### TASK DIRECTIONS:
Whenever a line of the data below holds the string "striped", copy that line.

### SOURCE RECORDS:

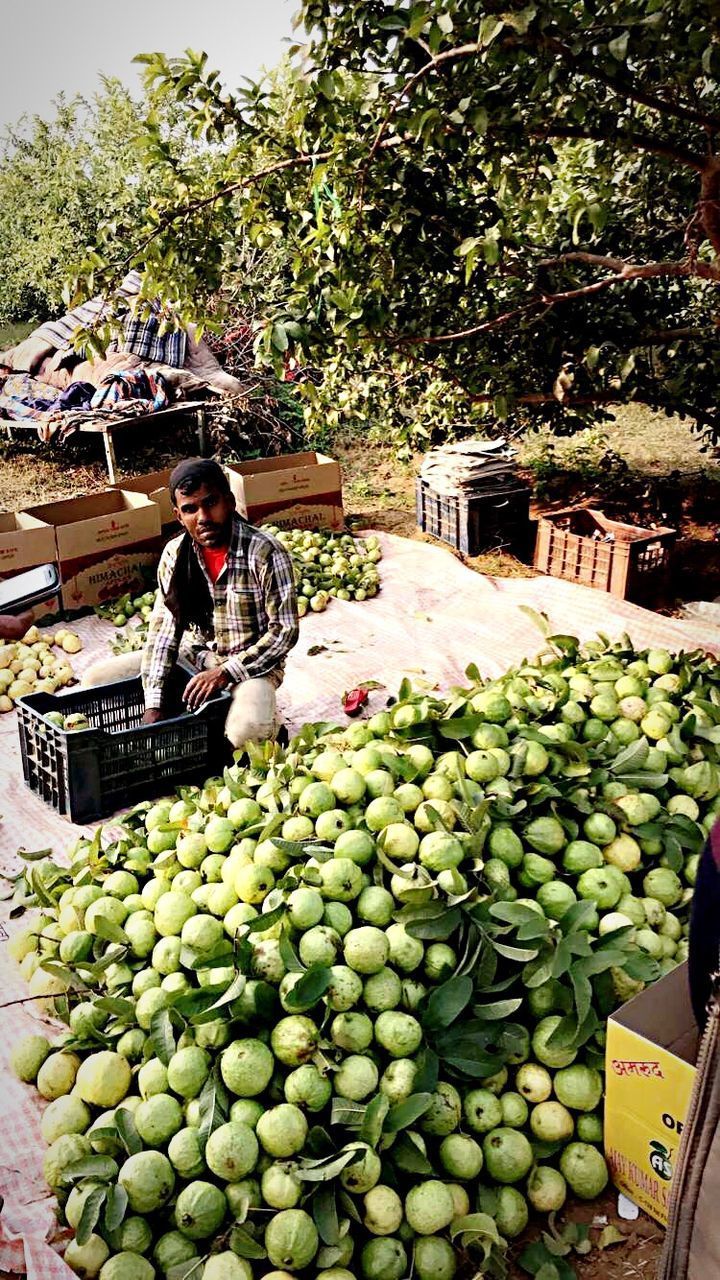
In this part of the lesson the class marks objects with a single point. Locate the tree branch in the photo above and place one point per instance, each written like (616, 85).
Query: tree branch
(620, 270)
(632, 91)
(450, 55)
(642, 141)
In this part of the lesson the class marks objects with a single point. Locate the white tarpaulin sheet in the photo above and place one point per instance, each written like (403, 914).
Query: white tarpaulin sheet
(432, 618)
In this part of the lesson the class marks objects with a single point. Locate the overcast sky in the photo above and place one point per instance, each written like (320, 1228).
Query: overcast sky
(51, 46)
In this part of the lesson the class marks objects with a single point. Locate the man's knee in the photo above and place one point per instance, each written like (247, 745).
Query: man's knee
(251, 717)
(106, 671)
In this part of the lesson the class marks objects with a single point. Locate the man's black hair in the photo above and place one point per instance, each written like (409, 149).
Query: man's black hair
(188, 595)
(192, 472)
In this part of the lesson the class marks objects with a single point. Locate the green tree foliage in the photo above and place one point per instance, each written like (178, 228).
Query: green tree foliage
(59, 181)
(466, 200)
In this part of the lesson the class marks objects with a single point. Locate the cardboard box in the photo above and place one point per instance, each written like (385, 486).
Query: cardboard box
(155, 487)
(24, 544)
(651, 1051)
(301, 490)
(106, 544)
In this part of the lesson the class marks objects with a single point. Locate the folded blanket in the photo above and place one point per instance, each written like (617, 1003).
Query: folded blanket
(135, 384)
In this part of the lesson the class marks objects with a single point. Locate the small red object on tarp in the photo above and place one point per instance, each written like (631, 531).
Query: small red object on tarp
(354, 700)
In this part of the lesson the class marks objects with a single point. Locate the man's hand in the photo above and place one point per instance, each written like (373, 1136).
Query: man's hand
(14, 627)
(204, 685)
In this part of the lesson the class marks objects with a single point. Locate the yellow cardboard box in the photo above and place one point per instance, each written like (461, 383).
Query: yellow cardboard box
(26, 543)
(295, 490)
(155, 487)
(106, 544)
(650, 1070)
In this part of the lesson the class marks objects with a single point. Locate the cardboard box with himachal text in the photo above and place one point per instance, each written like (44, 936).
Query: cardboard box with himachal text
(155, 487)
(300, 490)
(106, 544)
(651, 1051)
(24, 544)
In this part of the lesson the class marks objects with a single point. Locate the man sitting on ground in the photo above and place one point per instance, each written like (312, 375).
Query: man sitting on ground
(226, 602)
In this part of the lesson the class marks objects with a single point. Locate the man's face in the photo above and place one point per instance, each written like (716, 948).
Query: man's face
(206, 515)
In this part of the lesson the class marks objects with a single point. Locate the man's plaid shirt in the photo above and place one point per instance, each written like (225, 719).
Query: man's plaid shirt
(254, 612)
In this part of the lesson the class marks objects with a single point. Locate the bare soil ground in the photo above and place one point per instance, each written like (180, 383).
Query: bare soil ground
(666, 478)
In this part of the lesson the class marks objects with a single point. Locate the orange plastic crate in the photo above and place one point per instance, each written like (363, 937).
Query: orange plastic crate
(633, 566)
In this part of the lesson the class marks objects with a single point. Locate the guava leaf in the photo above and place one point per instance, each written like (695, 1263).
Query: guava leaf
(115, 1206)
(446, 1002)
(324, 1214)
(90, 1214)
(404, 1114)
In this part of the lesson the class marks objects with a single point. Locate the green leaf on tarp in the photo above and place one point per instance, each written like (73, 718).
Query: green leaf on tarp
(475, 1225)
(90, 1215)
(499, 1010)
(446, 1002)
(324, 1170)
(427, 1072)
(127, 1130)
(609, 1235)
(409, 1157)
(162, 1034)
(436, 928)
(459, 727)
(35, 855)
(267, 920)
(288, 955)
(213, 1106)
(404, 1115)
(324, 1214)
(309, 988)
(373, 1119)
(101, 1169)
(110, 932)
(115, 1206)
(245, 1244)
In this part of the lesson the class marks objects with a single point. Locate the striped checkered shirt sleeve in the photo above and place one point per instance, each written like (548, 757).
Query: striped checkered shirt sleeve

### SOLUTION FOR THIS EXERCISE:
In this part of the lesson the class marks objects with a single point. Locate the striped checkered shirt sleeve in the photo above and place one point per instance, each written like (548, 757).
Query: striped checkered shirt sleeve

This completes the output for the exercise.